Exercise description -
Would you please return the lines of the entries below starting at the line that has "the bare tree" and ending at the line that has "the neighboring brick", both included, exactly as they are?

◆ ◆ ◆ ◆

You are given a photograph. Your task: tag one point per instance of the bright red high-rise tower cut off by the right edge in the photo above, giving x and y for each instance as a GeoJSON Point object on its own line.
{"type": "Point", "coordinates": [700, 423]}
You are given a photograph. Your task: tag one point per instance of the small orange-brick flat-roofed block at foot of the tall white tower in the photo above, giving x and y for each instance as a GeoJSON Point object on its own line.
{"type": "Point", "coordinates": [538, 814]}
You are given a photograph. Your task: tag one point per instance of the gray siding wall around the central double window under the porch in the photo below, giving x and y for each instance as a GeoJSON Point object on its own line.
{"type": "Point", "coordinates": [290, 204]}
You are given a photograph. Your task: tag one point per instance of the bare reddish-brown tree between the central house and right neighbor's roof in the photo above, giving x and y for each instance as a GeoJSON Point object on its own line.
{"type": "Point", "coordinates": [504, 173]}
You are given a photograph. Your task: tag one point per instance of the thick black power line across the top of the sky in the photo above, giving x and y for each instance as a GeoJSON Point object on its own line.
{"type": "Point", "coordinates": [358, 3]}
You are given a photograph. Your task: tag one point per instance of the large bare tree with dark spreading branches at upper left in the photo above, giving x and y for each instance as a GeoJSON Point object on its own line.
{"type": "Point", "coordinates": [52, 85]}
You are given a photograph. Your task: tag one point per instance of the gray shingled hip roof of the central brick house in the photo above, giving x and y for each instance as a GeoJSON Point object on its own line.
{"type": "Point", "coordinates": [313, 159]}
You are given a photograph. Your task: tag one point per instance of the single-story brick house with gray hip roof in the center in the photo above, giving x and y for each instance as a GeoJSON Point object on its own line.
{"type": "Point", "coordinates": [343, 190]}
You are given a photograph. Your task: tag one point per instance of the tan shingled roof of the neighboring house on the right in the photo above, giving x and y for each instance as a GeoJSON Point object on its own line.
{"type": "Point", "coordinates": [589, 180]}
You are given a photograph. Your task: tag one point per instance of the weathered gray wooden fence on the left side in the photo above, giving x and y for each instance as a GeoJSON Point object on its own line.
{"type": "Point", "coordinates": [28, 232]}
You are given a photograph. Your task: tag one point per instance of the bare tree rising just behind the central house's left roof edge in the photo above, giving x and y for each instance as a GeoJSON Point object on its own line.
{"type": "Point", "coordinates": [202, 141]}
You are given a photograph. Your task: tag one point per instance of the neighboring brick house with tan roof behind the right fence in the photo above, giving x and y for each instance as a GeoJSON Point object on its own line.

◆ ◆ ◆ ◆

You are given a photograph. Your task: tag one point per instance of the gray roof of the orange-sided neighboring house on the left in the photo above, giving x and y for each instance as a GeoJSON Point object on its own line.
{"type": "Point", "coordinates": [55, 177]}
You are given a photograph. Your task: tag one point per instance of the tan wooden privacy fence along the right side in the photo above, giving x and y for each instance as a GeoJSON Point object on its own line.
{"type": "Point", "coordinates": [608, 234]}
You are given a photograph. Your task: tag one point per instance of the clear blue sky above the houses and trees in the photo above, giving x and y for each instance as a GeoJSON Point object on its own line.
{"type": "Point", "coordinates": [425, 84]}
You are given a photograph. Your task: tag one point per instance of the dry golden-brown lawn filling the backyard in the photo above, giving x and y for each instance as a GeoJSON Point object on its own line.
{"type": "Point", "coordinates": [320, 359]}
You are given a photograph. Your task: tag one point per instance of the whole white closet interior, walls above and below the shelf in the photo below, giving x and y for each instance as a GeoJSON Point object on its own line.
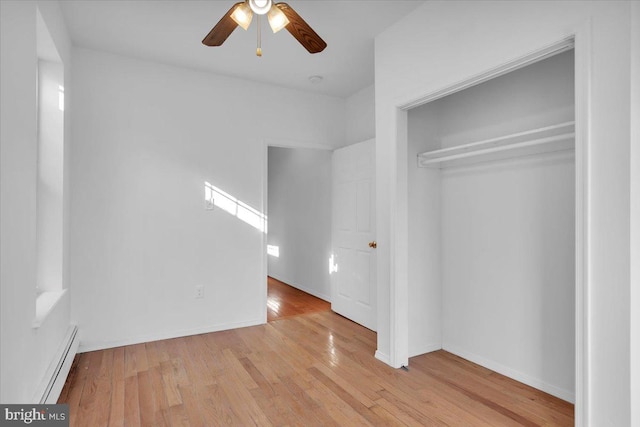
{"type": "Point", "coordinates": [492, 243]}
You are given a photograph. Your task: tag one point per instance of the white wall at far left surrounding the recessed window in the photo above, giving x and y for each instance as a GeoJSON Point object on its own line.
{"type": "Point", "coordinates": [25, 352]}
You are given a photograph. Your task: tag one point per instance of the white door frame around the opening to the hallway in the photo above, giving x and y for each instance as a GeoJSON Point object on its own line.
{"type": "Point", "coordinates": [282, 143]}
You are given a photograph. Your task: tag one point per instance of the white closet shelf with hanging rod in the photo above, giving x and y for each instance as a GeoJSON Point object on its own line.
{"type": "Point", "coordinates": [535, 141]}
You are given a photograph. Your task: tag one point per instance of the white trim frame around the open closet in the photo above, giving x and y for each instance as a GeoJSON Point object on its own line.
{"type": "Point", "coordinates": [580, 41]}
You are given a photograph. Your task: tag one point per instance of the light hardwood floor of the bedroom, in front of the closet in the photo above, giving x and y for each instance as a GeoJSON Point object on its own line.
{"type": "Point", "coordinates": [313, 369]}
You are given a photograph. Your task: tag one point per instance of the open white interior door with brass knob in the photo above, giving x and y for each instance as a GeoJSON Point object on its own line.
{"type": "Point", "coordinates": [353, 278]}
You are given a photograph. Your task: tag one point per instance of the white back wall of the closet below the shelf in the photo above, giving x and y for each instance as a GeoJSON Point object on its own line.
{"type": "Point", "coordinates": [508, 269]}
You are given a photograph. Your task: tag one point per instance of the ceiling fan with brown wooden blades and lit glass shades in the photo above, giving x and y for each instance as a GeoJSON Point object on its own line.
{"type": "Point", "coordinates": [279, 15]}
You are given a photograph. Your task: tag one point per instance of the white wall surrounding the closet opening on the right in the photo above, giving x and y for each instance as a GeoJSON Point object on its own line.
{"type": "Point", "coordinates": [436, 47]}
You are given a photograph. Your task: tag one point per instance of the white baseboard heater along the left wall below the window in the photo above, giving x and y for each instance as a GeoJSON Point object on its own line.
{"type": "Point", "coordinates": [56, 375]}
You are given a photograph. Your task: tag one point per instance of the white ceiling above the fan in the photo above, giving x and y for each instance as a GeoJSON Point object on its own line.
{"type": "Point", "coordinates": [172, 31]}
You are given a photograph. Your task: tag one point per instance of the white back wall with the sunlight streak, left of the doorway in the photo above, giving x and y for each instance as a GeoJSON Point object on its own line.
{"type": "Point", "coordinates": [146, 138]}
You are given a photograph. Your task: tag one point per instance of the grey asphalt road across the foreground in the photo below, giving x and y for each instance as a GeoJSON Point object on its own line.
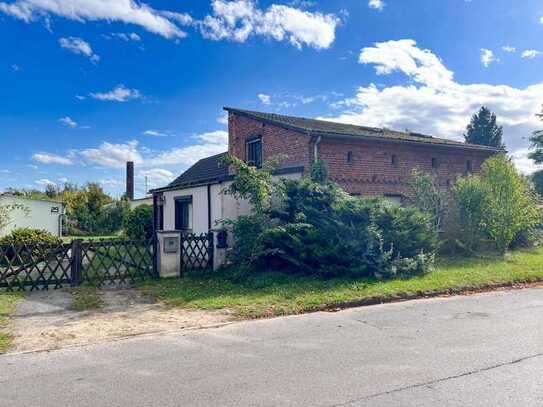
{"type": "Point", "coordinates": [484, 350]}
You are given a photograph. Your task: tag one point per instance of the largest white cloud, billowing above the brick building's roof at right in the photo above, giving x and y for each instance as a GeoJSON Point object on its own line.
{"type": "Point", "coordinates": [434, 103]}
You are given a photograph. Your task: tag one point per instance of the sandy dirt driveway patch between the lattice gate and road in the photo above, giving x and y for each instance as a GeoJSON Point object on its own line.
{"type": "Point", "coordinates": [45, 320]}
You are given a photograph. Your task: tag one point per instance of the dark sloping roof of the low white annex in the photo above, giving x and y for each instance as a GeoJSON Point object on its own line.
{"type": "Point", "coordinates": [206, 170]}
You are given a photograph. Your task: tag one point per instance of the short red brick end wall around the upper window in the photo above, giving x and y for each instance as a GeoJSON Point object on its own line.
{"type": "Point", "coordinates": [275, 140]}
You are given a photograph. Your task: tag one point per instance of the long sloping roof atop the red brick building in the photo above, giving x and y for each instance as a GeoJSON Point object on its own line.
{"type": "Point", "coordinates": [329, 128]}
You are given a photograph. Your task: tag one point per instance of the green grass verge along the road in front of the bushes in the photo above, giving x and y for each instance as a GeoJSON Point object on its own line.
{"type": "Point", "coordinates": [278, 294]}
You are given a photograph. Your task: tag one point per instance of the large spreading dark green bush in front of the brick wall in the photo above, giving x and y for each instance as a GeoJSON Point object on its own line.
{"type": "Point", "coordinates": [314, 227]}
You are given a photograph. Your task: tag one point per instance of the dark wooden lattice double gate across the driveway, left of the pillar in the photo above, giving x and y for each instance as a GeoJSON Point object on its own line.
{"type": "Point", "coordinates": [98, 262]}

◆ ◆ ◆ ◆

Solution below -
You are given a photograph. Your task: tag one point per instance of the bare tree rising just behind the central house's left roof edge in the photo above, giving x and y for each instance as a GeoJSON Point object on its own line.
{"type": "Point", "coordinates": [202, 141]}
You are given a photograph. Your task: tag one point per instance of the neighboring brick house with tan roof behind the right fence in the photo above, giving x and y for each instance as a GeoJSON Point object on its own line.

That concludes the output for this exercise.